▸ Exercise:
Render the lines of the records below as a Markdown table with the columns Row and Line, numbering each row and skipping blank lines. Leave the pictures out of the answer.

Location labeling records

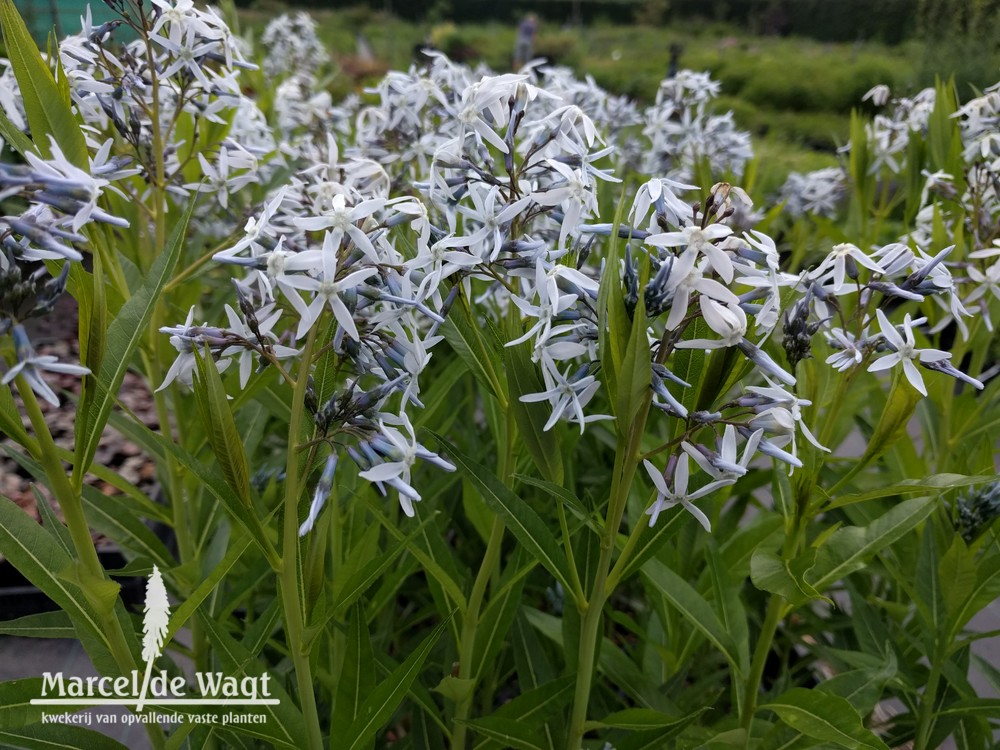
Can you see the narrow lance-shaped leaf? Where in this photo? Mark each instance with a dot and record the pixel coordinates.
(47, 109)
(698, 612)
(824, 717)
(520, 518)
(383, 701)
(124, 335)
(220, 427)
(522, 378)
(154, 627)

▸ Exercise result:
| Row | Line |
|---|---|
| 1 | Can you see the narrow lance-shaped leaf? Where in this photo? Mark each instance with a dot and record the pixel coordinates. |
| 2 | (47, 109) |
| 3 | (698, 612) |
| 4 | (824, 717) |
| 5 | (520, 518) |
| 6 | (383, 701) |
| 7 | (124, 335) |
| 8 | (220, 427) |
| 9 | (522, 378) |
| 10 | (154, 627) |